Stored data
● ● ● ● ● ● ●

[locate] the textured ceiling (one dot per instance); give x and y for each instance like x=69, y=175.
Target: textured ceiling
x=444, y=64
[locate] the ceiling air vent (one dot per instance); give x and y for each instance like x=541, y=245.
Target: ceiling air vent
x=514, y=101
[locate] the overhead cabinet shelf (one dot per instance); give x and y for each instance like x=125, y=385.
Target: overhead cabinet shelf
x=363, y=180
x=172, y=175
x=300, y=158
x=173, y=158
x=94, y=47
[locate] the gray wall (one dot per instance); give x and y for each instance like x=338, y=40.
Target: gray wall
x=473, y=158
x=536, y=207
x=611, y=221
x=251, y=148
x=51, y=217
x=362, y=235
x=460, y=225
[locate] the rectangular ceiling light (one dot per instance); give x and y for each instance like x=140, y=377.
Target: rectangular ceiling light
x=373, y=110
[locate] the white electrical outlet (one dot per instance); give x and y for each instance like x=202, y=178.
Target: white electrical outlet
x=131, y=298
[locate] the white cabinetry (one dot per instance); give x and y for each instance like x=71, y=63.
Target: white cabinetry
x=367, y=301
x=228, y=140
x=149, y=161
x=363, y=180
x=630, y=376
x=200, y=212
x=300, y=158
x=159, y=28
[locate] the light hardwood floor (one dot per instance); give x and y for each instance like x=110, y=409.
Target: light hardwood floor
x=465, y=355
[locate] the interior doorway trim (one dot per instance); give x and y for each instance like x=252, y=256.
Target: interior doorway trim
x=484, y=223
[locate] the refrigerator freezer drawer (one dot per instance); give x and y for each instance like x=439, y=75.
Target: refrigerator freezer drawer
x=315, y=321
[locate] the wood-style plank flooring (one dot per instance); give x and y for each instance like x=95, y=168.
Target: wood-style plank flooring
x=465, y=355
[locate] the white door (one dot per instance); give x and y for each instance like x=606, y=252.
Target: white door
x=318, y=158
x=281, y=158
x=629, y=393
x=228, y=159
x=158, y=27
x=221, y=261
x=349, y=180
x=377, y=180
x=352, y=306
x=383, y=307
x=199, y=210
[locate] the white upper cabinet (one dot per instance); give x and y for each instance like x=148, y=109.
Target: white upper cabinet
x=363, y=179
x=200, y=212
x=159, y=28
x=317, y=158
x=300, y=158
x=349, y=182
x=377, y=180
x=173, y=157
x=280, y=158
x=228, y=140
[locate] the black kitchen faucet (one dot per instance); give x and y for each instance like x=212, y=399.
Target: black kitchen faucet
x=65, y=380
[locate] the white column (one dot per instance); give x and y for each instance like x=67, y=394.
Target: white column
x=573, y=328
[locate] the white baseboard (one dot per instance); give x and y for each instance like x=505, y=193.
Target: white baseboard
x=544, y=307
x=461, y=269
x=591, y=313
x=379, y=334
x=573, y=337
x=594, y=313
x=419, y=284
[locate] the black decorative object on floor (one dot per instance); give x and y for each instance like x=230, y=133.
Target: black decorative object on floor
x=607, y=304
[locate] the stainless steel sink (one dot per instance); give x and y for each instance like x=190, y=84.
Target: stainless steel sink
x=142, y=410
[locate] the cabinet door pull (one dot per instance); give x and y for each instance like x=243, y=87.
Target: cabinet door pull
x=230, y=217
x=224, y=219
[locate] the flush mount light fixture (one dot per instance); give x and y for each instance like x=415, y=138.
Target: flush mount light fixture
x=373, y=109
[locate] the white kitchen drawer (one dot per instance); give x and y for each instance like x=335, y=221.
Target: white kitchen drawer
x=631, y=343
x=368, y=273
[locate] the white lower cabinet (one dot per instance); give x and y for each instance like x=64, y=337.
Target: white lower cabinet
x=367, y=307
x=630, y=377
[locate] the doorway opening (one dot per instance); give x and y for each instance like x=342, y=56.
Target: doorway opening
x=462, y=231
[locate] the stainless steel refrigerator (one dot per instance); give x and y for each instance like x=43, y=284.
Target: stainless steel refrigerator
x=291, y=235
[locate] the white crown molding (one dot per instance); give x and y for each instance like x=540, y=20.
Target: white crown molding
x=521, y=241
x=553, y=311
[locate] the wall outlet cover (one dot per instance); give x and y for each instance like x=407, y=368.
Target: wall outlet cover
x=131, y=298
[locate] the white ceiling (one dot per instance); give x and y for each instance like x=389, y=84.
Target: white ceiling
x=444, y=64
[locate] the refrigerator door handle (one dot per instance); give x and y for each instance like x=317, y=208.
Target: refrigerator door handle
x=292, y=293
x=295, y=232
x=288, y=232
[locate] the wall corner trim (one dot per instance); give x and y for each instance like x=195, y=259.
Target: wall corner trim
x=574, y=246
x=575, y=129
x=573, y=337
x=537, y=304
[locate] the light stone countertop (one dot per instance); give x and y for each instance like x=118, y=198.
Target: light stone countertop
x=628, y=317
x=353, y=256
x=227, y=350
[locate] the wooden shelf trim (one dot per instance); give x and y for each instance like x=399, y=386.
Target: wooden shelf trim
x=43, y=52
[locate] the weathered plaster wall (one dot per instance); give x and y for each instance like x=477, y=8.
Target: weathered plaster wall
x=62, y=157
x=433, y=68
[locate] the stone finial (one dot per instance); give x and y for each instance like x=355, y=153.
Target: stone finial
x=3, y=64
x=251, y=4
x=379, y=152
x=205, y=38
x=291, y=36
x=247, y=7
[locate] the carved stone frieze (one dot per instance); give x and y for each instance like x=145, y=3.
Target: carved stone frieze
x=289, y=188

● ● ● ● ● ● ●

**Description of the task:**
Lay out every line of the listing above as a Markdown table with the columns Row and Line, numbering the rows consecutively and omitting blank lines.

**Response to the task:**
| Row | Line |
|---|---|
| 1 | [locate] the textured ceiling (one dot per instance); give x and y for each instance like x=69, y=175. |
| 2 | Target: textured ceiling |
| 3 | x=444, y=64 |
| 4 | [locate] the ceiling air vent (one dot per instance); give x and y for each instance like x=541, y=245. |
| 5 | Target: ceiling air vent |
| 6 | x=514, y=101 |
| 7 | [locate] the overhead cabinet shelf (one dot per instance); give x and y for each instance like x=125, y=385. |
| 8 | Target: overhead cabinet shelf |
| 9 | x=363, y=180 |
| 10 | x=172, y=175 |
| 11 | x=300, y=158 |
| 12 | x=173, y=158 |
| 13 | x=94, y=47 |
| 14 | [locate] the gray wall (one dot per instance); give x and y for each instance like x=338, y=40. |
| 15 | Target: gray wall |
| 16 | x=473, y=158 |
| 17 | x=536, y=207 |
| 18 | x=611, y=221 |
| 19 | x=251, y=148 |
| 20 | x=51, y=217 |
| 21 | x=362, y=235 |
| 22 | x=460, y=225 |
| 23 | [locate] the rectangular ceiling light (one dot per instance); give x and y for each instance like x=140, y=377. |
| 24 | Target: rectangular ceiling light |
| 25 | x=373, y=110 |
| 26 | [locate] the white electrical outlet (one dot per instance); give x and y for each instance like x=202, y=178. |
| 27 | Target: white electrical outlet |
| 28 | x=131, y=298 |
| 29 | [locate] the white cabinetry (one dot per instance); give x and y for each instance like x=71, y=63. |
| 30 | Target: white cabinetry |
| 31 | x=367, y=301 |
| 32 | x=228, y=140 |
| 33 | x=149, y=161 |
| 34 | x=363, y=180 |
| 35 | x=630, y=376 |
| 36 | x=200, y=212 |
| 37 | x=300, y=158 |
| 38 | x=159, y=28 |
| 39 | [locate] the light hardwood floor (one dot per instance); give x and y for each instance like x=110, y=409. |
| 40 | Target: light hardwood floor |
| 41 | x=465, y=355 |
| 42 | [locate] the interior doorway trim (one dot per instance); give x and y for each instance like x=252, y=256. |
| 43 | Target: interior doorway trim |
| 44 | x=484, y=223 |
| 45 | [locate] the refrigerator freezer drawer (one dot per instance); give x and y for each instance like x=439, y=75. |
| 46 | Target: refrigerator freezer drawer |
| 47 | x=315, y=321 |
| 48 | [locate] the wood-style plank flooring (one dot per instance); give x and y for each instance like x=95, y=168. |
| 49 | Target: wood-style plank flooring |
| 50 | x=465, y=355 |
| 51 | [locate] the white door (one dot per instance); give x and y for each instance like x=606, y=252. |
| 52 | Target: white door |
| 53 | x=318, y=158 |
| 54 | x=281, y=158 |
| 55 | x=629, y=393 |
| 56 | x=228, y=159 |
| 57 | x=158, y=27 |
| 58 | x=221, y=261 |
| 59 | x=349, y=180 |
| 60 | x=377, y=180 |
| 61 | x=352, y=306 |
| 62 | x=383, y=307 |
| 63 | x=199, y=210 |
| 64 | [locate] the white upper cabinet (one dot per instance); give x and y for each instance like x=148, y=109. |
| 65 | Target: white upper cabinet |
| 66 | x=363, y=179 |
| 67 | x=200, y=212 |
| 68 | x=159, y=28 |
| 69 | x=317, y=158 |
| 70 | x=300, y=158 |
| 71 | x=349, y=182 |
| 72 | x=377, y=180 |
| 73 | x=173, y=157 |
| 74 | x=280, y=158 |
| 75 | x=228, y=140 |
| 76 | [locate] the black kitchen faucet (one dot per instance); give x and y for each instance like x=212, y=399. |
| 77 | Target: black kitchen faucet |
| 78 | x=65, y=380 |
| 79 | [locate] the white column (one dot per instance); give x and y for each instance like x=67, y=394. |
| 80 | Target: white column |
| 81 | x=573, y=328 |
| 82 | [locate] the white baseboard (one dot per instance); give x and y for each instance like x=505, y=193. |
| 83 | Target: white baseboard |
| 84 | x=544, y=307 |
| 85 | x=461, y=269 |
| 86 | x=591, y=313 |
| 87 | x=379, y=334 |
| 88 | x=573, y=337 |
| 89 | x=594, y=313 |
| 90 | x=419, y=284 |
| 91 | [locate] the black decorative object on floor (one dot per instance); give x and y for each instance like x=230, y=133. |
| 92 | Target: black decorative object on floor |
| 93 | x=607, y=304 |
| 94 | [locate] the stainless steel sink (one dot per instance); give x and y for each instance like x=190, y=84. |
| 95 | Target: stainless steel sink |
| 96 | x=142, y=410 |
| 97 | [locate] the cabinet door pull (one dot per instance); give x and y for each instance like x=243, y=87. |
| 98 | Target: cabinet door pull |
| 99 | x=230, y=217 |
| 100 | x=224, y=219 |
| 101 | [locate] the flush mount light fixture (one dot per instance); give x and y for each instance like x=415, y=138. |
| 102 | Target: flush mount light fixture |
| 103 | x=373, y=109 |
| 104 | [locate] the white kitchen drawer (one dot per instance); give x and y for each instance like x=335, y=221. |
| 105 | Target: white kitchen drawer |
| 106 | x=631, y=343 |
| 107 | x=368, y=273 |
| 108 | [locate] the white lower cabinet (one dot per instance); give x and y for each instance like x=64, y=337. |
| 109 | Target: white lower cabinet |
| 110 | x=367, y=307 |
| 111 | x=630, y=377 |
| 112 | [locate] the doorway opening (one dot per instance); give x and y for each instance like x=342, y=56. |
| 113 | Target: doorway opening |
| 114 | x=462, y=231 |
| 115 | [locate] the stainless steel refrigerator (one dot per instance); give x and y for each instance like x=43, y=284. |
| 116 | Target: stainless steel refrigerator |
| 117 | x=291, y=235 |
| 118 | [locate] the white crown molding (one dot per instance); give x and y for each instance like x=540, y=20. |
| 119 | Target: white crown molding |
| 120 | x=521, y=241 |
| 121 | x=553, y=311 |
| 122 | [locate] the wall outlet cover (one dot per instance); give x and y for each instance like x=407, y=368. |
| 123 | Target: wall outlet cover |
| 124 | x=131, y=298 |
| 125 | [locate] the white ceiling (one dot per instance); give x and y for each instance like x=389, y=84. |
| 126 | Target: white ceiling |
| 127 | x=444, y=64 |
| 128 | [locate] the refrigerator door handle (one dot per instance); give x and y for each instance like x=317, y=208. |
| 129 | Target: refrigerator door handle |
| 130 | x=292, y=293 |
| 131 | x=295, y=232 |
| 132 | x=288, y=232 |
| 133 | [locate] the wall corner trim (one dot per instance); give x and y for each instance like x=195, y=259. |
| 134 | Target: wall corner trim |
| 135 | x=574, y=246 |
| 136 | x=575, y=129 |
| 137 | x=573, y=337 |
| 138 | x=537, y=304 |
| 139 | [locate] the light stone countertop (one dot per instance); give x and y for each instance like x=118, y=198. |
| 140 | Target: light stone countertop |
| 141 | x=628, y=317 |
| 142 | x=353, y=256 |
| 143 | x=227, y=350 |
| 144 | [locate] the wooden shelf trim (one dot per instance); give x and y for each instance like x=399, y=386. |
| 145 | Target: wooden shelf trim |
| 146 | x=43, y=52 |
| 147 | [locate] the weathered plaster wall (one dot per instance); give x and y for each instance like x=477, y=8. |
| 148 | Target: weathered plaster wall |
| 149 | x=62, y=157 |
| 150 | x=433, y=68 |
| 151 | [locate] the stone finial (one dot per instance); give x and y for each instance like x=355, y=153. |
| 152 | Target: stone finial |
| 153 | x=3, y=64 |
| 154 | x=251, y=4 |
| 155 | x=379, y=152 |
| 156 | x=205, y=38 |
| 157 | x=291, y=36 |
| 158 | x=247, y=7 |
| 159 | [locate] the carved stone frieze (one dot per instance); give x and y for each instance like x=145, y=3. |
| 160 | Target: carved stone frieze |
| 161 | x=289, y=188 |